------ SOURCE ------
Il est nécessaire de recueillir des données comparables sur les infractions prévues dans la présente directive. Des données pertinentes devraient être mises à la disposition des agences et organes spécialisés compétents de l’Union, comme Europol et ENISA, en fonction de leurs missions et de leurs besoins en information, afin d’avoir une vision plus complète du problème de la cybercriminalité et du niveau de sécurité des réseaux et de l’information au niveau de l’Union et de permettre ainsi de formuler une réponse plus efficace. Les États membres devraient transmettre à Europol et à son Centre européen de lutte contre la cybercriminalité des informations sur le mode opératoire des auteurs d’infractions, afin que ces agences puissent établir des évaluations de la menace et des analyses stratégiques en matière de cybercriminalité, conformément à la décision 2009/371/JAI du Conseil du 6 avril 2009 portant création de l’Office européen de police (Europol) (4). La communication d’informations peut aider à mieux comprendre les menaces actuelles et futures et contribuer ainsi à ce que des décisions plus appropriées et mieux ciblées soient prises pour combattre et prévenir les attaques contre les systèmes d’information.

(25)

La Commission devrait présenter un rapport sur l’application de la présente directive et faire les propositions législatives nécessaires, susceptibles de mener à un élargissement de son champ d’application, en prenant en compte les évolutions dans le domaine de la cybercriminalité. Au nombre de ces évolutions pourraient figurer les progrès technologiques, par exemple ceux permettant une exécution des lois plus efficace dans le domaine des attaques contre les systèmes d’information ou facilitant la prévention ou limitant l’impact de telles attaques. À cette fin, la Commission devrait prendre en considération les analyses et les rapports disponibles établis par les acteurs compétents, en particulier Europol et ENISA.
------ LIGNES ------
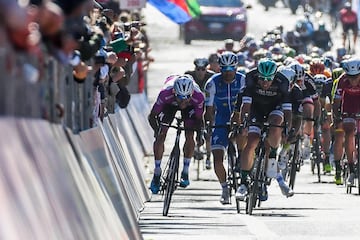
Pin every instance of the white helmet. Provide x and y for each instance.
(320, 79)
(351, 66)
(287, 72)
(184, 86)
(299, 70)
(228, 59)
------
DÉTAILS DE L'EXERCICE — Dans l'extrait sur la cybercriminalité, relevez toutes les actions que la Commission devrait accomplir selon le paragraphe qui commence par « La Commission devrait présenter ».

EN RÉPONSE —
- Présenter un rapport sur l'application de la présente directive
- Faire les propositions législatives nécessaires, susceptibles de mener à un élargissement de son champ d'application
- Prendre en considération les analyses et les rapports disponibles établis par les acteurs compétents, en particulier Europol et ENISA